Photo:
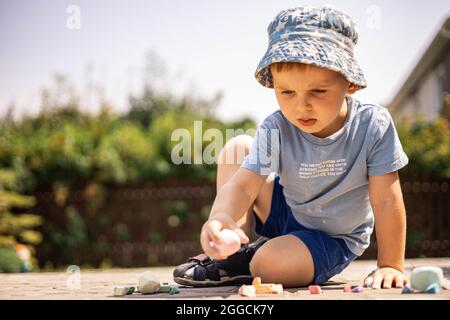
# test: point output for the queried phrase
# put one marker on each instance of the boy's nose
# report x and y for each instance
(303, 104)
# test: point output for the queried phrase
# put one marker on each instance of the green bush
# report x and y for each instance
(427, 145)
(9, 262)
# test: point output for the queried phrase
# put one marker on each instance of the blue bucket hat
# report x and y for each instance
(319, 35)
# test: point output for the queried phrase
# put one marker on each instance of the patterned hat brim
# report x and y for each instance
(323, 54)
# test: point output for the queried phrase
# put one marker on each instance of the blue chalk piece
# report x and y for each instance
(433, 288)
(358, 289)
(407, 289)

▸ **Your instructions**
All lines from the one containing "# put one marker on each instance of the patterned" through the end of the data, and no others, are to be given again word for word.

▸ **The completed task**
# put one marker on each instance of the patterned hat brim
# report x and y for each instance
(323, 54)
# test: point output for the queried phrase
# put one marker on each instance of the blue chalk piece
# report x and y for each instance
(433, 288)
(358, 289)
(407, 289)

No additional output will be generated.